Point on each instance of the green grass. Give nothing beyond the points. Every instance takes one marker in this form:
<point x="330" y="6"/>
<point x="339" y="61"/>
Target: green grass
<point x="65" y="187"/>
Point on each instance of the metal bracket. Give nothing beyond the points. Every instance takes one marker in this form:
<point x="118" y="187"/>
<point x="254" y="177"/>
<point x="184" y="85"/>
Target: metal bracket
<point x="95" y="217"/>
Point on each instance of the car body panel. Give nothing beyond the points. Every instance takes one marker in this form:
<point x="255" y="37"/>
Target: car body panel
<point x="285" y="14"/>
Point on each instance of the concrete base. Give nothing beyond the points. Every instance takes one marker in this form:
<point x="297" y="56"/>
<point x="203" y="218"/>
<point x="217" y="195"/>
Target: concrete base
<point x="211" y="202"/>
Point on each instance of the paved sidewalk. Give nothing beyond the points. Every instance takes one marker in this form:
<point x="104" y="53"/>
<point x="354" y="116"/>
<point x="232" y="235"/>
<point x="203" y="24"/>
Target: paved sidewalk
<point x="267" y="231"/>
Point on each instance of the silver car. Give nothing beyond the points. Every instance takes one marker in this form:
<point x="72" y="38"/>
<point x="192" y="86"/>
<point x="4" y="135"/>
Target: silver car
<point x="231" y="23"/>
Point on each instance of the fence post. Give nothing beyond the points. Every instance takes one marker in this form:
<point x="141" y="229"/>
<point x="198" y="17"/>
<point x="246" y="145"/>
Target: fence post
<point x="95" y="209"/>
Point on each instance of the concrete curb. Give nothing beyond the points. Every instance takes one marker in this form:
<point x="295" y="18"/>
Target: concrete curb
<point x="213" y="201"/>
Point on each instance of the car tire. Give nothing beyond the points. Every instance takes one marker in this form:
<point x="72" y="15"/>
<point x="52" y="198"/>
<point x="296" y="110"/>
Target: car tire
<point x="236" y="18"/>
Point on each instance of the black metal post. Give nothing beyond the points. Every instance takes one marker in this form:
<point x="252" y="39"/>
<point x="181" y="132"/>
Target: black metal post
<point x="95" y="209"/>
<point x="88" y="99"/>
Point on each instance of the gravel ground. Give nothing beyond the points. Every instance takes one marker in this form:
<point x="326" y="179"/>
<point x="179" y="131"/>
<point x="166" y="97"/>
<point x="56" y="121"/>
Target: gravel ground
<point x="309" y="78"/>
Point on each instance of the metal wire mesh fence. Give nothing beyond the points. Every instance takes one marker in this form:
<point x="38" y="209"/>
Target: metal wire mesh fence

-*-

▸ **TASK PROMPT**: From the material above, set down exactly the lines starting at the one with "Target: black metal post" and ending at the one with "Point on each instance of the metal wire", end lines included.

▸ **ANSWER SECTION**:
Target: black metal post
<point x="95" y="209"/>
<point x="88" y="99"/>
Point on each instance of the gravel ground. Give nothing beyond the points. Every instance takes one marker in this form:
<point x="326" y="179"/>
<point x="179" y="131"/>
<point x="166" y="97"/>
<point x="56" y="121"/>
Target: gravel ground
<point x="309" y="78"/>
Point on each instance of the metal wire mesh fence. Give nothing beyond the points. Every instance takes one marker in this form:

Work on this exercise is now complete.